Reproduce only this part of the listing: the line with "x=126, y=225", plus every line after it through the last.
########################################
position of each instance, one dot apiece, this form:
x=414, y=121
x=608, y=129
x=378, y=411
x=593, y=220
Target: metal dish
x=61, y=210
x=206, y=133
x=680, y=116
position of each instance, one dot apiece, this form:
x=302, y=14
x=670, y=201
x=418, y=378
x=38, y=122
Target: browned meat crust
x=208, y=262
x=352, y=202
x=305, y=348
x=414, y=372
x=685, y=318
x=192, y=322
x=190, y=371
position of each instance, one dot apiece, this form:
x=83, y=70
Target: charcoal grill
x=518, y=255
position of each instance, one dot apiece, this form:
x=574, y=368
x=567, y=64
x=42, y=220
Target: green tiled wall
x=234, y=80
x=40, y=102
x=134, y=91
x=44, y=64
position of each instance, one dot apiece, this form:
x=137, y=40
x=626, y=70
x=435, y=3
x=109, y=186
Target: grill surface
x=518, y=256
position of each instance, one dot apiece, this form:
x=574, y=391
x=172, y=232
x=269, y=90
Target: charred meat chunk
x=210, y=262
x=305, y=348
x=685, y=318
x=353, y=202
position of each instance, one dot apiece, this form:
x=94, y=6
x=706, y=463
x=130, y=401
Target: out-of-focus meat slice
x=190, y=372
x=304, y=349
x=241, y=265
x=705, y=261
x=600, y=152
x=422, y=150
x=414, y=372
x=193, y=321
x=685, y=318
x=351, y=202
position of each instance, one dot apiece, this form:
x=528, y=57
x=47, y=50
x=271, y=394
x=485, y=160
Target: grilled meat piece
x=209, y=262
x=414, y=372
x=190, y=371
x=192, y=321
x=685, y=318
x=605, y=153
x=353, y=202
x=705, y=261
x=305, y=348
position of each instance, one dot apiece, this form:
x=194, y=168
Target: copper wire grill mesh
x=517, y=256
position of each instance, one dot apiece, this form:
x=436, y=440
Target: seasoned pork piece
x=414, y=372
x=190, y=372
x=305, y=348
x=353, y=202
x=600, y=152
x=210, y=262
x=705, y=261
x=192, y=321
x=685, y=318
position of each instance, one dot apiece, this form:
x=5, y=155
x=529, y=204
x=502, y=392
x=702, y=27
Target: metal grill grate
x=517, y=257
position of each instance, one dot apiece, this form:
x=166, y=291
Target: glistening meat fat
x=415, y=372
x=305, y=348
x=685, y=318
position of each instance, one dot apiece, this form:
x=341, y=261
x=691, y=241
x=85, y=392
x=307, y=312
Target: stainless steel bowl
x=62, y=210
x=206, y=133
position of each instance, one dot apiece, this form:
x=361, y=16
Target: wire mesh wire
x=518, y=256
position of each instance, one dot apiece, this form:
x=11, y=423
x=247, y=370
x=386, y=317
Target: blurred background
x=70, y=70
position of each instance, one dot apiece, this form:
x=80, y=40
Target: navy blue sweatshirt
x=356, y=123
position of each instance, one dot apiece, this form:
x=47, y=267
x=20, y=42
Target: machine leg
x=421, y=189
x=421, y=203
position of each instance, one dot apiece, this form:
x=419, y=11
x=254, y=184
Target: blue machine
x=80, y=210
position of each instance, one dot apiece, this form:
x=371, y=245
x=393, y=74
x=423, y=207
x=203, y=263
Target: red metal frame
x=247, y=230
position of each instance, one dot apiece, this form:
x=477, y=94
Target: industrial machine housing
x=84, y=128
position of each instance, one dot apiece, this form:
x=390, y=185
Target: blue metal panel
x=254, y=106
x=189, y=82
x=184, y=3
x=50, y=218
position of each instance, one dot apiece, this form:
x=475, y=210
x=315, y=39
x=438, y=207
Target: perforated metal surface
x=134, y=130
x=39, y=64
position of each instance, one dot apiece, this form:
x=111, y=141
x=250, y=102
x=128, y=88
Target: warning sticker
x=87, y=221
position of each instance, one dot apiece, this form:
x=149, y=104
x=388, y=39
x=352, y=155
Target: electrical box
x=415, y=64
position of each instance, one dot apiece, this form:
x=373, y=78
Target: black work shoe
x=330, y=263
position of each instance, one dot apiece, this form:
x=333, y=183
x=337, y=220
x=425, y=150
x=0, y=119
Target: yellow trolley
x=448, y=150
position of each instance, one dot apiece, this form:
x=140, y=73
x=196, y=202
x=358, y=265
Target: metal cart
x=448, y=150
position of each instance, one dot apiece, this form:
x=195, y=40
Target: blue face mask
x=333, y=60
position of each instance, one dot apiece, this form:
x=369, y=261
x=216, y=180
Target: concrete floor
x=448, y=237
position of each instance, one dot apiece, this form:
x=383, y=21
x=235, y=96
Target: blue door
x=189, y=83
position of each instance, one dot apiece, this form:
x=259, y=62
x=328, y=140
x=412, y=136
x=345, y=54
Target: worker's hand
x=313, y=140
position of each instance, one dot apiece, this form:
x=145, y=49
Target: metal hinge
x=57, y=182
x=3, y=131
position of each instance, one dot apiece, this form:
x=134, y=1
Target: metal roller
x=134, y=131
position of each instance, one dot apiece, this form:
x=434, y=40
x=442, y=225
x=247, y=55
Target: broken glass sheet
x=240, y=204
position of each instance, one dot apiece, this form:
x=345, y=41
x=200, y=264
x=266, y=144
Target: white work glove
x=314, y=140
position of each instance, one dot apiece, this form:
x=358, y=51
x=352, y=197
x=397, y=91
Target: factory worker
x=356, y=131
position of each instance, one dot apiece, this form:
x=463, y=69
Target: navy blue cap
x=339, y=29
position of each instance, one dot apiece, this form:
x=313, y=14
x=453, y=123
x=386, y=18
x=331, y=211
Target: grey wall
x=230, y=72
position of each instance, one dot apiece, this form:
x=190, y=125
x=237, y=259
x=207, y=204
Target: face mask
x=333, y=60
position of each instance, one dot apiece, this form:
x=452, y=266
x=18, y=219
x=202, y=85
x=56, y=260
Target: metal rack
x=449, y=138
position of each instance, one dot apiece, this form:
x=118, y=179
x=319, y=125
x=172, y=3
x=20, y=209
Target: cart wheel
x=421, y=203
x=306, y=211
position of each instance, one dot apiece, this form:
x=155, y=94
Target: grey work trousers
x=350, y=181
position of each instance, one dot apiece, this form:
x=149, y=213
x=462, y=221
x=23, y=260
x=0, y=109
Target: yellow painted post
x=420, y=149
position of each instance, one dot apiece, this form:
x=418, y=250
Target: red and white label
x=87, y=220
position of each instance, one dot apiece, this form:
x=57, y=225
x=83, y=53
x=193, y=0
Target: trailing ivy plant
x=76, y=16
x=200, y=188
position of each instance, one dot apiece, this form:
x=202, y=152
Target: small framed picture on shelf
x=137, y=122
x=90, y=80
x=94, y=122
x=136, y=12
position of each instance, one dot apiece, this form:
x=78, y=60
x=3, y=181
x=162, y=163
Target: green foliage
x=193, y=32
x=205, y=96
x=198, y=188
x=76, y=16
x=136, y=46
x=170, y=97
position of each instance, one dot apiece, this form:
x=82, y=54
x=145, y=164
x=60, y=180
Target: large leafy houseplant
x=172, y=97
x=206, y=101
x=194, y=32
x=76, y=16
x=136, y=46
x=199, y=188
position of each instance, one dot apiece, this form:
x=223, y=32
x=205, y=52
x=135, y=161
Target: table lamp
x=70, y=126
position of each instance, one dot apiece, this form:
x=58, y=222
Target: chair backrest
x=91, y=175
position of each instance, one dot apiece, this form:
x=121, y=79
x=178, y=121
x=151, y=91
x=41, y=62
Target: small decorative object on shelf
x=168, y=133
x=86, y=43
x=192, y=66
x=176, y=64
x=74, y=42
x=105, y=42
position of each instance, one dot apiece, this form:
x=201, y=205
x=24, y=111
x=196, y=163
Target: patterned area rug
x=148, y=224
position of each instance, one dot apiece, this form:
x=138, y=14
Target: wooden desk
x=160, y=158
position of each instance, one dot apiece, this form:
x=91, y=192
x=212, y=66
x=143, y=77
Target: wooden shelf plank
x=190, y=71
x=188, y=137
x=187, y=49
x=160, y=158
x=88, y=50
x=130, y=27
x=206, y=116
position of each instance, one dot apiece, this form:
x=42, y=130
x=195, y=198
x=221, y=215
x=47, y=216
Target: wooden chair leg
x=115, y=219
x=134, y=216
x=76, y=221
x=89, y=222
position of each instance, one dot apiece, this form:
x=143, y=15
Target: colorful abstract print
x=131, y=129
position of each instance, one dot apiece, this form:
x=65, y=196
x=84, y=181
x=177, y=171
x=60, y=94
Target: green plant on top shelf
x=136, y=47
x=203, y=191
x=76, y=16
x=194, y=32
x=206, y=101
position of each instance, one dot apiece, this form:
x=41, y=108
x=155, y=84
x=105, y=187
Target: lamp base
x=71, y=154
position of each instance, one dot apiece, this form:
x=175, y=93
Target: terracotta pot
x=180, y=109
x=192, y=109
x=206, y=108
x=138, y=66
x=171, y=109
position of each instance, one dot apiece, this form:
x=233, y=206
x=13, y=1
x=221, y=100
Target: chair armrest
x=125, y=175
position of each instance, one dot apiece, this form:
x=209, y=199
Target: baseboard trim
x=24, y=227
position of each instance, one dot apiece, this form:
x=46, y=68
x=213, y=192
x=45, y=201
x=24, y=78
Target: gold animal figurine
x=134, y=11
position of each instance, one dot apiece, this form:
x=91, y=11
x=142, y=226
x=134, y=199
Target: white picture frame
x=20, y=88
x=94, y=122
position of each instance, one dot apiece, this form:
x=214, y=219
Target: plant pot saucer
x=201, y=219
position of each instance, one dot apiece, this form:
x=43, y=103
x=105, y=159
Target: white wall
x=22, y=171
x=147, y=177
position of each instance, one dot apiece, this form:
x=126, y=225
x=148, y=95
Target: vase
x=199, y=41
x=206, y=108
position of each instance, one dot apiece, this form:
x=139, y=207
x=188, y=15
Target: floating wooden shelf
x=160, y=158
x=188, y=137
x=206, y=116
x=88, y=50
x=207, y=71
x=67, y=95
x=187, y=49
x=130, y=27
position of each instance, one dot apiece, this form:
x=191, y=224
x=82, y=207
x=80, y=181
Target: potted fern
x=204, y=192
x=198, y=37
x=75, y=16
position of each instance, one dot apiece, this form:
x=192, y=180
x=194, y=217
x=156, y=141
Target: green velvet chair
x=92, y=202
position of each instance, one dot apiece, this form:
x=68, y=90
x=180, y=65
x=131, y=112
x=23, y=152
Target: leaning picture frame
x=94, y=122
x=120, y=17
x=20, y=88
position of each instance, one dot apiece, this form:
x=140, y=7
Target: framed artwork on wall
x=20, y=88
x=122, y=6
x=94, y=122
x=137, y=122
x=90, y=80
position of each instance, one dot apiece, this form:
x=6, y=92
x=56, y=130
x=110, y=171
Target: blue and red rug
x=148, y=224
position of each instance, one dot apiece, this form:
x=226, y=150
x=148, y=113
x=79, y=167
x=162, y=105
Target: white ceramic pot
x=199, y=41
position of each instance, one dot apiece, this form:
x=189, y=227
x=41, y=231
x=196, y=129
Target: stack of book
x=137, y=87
########################################
Answer box ::
x=126, y=225
x=148, y=95
Target: vase
x=199, y=41
x=206, y=108
position of each instance, one dot apiece, this form:
x=139, y=207
x=188, y=15
Target: floating wooden shelf
x=160, y=158
x=188, y=137
x=206, y=116
x=88, y=50
x=207, y=71
x=67, y=95
x=187, y=49
x=130, y=27
position of each instance, one dot apiece, this form:
x=191, y=224
x=82, y=207
x=80, y=181
Target: potted fern
x=204, y=192
x=198, y=37
x=75, y=16
position of each instance, one dot apiece, this form:
x=192, y=180
x=194, y=217
x=156, y=141
Target: green velvet chair
x=92, y=202
position of each instance, one dot apiece, this form:
x=68, y=90
x=180, y=65
x=131, y=112
x=23, y=152
Target: leaning picture frame
x=94, y=122
x=120, y=17
x=20, y=88
position of each instance, one dot apiece, this form:
x=140, y=7
Target: framed artwork on wall
x=20, y=88
x=122, y=6
x=94, y=122
x=137, y=122
x=90, y=80
position of each instance, one dot apiece, this form:
x=6, y=92
x=56, y=130
x=110, y=171
Target: blue and red rug
x=148, y=224
position of each instance, one dot apiece, this form:
x=226, y=150
x=148, y=113
x=79, y=167
x=162, y=105
Target: white ceramic pot
x=199, y=41
position of each instance, one dot apiece, this form:
x=189, y=227
x=41, y=231
x=196, y=129
Target: stack of book
x=137, y=87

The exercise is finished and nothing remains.